Every record below needs to be retyped exactly as it appears.

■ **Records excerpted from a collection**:
···

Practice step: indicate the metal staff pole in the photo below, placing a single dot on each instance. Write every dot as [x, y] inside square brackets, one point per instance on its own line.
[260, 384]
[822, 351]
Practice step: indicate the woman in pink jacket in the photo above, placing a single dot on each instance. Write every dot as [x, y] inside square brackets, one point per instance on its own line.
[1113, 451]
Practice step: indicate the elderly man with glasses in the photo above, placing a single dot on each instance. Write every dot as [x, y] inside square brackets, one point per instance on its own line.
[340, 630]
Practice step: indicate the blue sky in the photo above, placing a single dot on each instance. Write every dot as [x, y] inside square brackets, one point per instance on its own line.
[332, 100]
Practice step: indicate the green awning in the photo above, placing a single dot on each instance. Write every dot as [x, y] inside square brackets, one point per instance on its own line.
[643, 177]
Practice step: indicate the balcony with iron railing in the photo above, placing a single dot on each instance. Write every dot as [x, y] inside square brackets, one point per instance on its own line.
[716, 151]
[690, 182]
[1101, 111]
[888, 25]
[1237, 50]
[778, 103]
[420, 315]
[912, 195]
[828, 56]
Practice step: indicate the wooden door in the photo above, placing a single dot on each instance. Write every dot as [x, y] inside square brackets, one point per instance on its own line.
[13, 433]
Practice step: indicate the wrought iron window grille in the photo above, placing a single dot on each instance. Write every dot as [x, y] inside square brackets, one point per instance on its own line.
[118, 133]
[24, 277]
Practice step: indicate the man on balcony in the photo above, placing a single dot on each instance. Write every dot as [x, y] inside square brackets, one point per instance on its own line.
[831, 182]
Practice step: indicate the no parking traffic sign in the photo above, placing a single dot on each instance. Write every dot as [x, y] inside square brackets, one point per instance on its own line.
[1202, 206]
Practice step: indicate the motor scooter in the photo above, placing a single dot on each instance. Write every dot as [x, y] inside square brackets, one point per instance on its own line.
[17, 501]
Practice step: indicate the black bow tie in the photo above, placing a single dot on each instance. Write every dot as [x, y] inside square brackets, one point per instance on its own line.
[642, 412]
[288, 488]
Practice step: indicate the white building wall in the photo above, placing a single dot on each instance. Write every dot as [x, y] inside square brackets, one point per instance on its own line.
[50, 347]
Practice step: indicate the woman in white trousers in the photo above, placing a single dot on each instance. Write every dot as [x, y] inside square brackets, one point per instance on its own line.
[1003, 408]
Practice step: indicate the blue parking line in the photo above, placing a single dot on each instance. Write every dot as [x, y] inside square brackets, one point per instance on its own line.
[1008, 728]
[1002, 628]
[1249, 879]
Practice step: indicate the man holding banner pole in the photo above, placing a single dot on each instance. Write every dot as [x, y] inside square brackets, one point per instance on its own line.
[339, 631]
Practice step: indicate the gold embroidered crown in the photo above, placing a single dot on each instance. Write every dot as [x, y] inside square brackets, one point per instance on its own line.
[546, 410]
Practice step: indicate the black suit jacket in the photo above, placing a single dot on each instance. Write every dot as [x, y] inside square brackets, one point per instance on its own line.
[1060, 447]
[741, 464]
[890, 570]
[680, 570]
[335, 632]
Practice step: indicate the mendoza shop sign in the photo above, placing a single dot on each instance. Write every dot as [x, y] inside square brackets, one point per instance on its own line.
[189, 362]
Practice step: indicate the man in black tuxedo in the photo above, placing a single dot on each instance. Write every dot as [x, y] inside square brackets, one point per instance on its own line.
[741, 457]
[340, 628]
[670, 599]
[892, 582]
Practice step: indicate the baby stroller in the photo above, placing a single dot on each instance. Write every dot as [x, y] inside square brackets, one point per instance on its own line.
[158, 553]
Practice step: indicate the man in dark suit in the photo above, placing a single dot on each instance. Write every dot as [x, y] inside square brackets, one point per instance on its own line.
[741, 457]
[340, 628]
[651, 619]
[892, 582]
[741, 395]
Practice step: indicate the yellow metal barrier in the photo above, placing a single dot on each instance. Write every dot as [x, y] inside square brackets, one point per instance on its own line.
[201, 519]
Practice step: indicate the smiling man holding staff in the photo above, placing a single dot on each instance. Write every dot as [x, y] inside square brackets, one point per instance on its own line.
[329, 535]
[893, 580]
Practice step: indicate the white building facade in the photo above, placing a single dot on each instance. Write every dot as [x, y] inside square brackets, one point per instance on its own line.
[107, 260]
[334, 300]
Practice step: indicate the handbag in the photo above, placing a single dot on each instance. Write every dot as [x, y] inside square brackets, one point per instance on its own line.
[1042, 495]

···

■ **RESPONSE FOR THIS EXERCISE**:
Practice step: indicate the metal staff pole in the photo below, placing a single dot on each instance. Write every dot as [x, y] inside square brackets, one point per instance on its own line.
[260, 384]
[822, 351]
Practice step: indicate the woman in pink jacket in the photo above, placing a single dot on each instance. Write every dot as [x, y] inside square brackets, one point per instance on its own line.
[1113, 451]
Practice step: indicate the elderly man with glasses in the photo above, placing a single dot on each instance. Write every dot as [x, y] inside square brackets, one point per instance on its own line.
[340, 630]
Practice step: indicate the blue sky in the photo above, placing a single dot on each instance. Write every dot as [x, y] inside square brackets, one point per instance on its own line.
[332, 100]
Practice step: indicate the green awning in the photo above, placing a single dot on each instance. Write every dot as [x, y] inside square brackets, one point per instance on its own line.
[643, 177]
Practice step: indicate the balcony with iron railing in the photo above, placing a single dot on each instance. Write every dot as [x, y] inside square brackets, one point per instance on its own line.
[716, 151]
[690, 182]
[1101, 111]
[888, 25]
[1237, 50]
[778, 103]
[420, 315]
[912, 195]
[828, 56]
Practice step: indicate the wooden door in the photo above, placing a single dot on each instance. Write every dot as [x, y] inside square brackets, one point per instance on its own line.
[13, 433]
Practice step: indicate the wrought iron window grille in the photo above, placing a single dot on each instance. Write every dot as [x, y] inside square brackets, one point per instance on its own line.
[118, 133]
[24, 277]
Practice step: indicate the man on balcony in the photo above, placing a single dot on each instance. Write every dot as [x, y] inside square brackets, one point per instance on its own line.
[831, 182]
Practice step: indicate the no parking traffic sign in the photo above, placing a single dot on each instance. Write every dot as [x, y] inside square brackets, one point per instance on its own line.
[1202, 206]
Practice step: indicate the motor scooter in the photo above, placing a single dot on each instance. Write every dot as [x, y] inside square brackets, one point per instance on its own line.
[17, 501]
Practice step: indicate the black bow tie in the photo above, placing a single dot on each instance. Write every dot as [x, y] inside square brackets, one point per instance on its own line.
[642, 412]
[288, 488]
Practice step: indicate the white building wall in the photo above, placing a single dot on each instance. Write every dot as [x, y] inside square brackets, one point per instance on its own line.
[50, 347]
Practice step: indicate the woman in white trousers in the photo above, placing a single dot on each instance. Write every dot as [x, y] inside square brackets, one point per instance on its own line.
[1003, 408]
Practice step: indicate the blue parking line in the photo above, placing a single dot on each instance. Write every dot as [x, y] inside square brackets, one point per instance on its own line.
[1008, 728]
[1002, 628]
[1249, 879]
Practice step: indicate the man holding banner pole in the photo above, placing a single dot on each instance. Write every dot as [x, y] inside square brackets, one point per instance on its own line.
[339, 631]
Practice step: indicate the gold embroidered crown in the photo above, placing a single dot on each instance. Write every dot as [x, y] inside square brackets, one point per instance on its own line.
[546, 410]
Practice step: indicate the black suit jacket in the photo above, placing a single dot on each instance. Write every dot as [x, y] inside square brackets, one point per instance on its own line.
[1060, 447]
[741, 464]
[890, 570]
[680, 570]
[335, 632]
Practice step: indicate the mendoza shop sign in the photo above, placing a single dot on each instance. Write every dot as [x, y] inside square brackets, one point per instance on its own line.
[189, 362]
Practice step: indicate the man in black tuxedo in the photo above, placing a single dot on each instance. Write every dot as [x, y] inside square brackets, one point per instance on its own line.
[741, 457]
[340, 628]
[670, 599]
[892, 582]
Practice step: indicate the baby stroller in the photo above, placing a single dot on each instance. Write every dot as [x, y] inside square brackets, one point per instance on its own line.
[158, 553]
Practice step: indicate the man in dark suit in the photo above, placing a single dot on each instance. Write every dot as [x, y] inside square brackets, one point per instance on its own line.
[741, 457]
[340, 628]
[651, 619]
[892, 582]
[741, 395]
Practice step: indicate the yellow metal barrier in the photo above, placing a single dot on each instance. Write every dot as [x, y] inside square brackets, one point per instance on its own line.
[201, 519]
Practice step: indicate the smiling man holding staff in the photo above, placing a single dot on each instance. Write every dot as [x, y] inside square brackets, one point per instance on its own line.
[329, 535]
[893, 580]
Practice step: indicate the white building facade in the photo above, placing a single dot on each instance. Write every dot as [x, y] inside square brackets, one point per instance on its own line.
[107, 260]
[334, 300]
Practice step: indicate the handbag in the photo above, placing a single dot on each instance. Write every dot as [x, y] inside square brackets, one point per instance on its own line.
[1042, 495]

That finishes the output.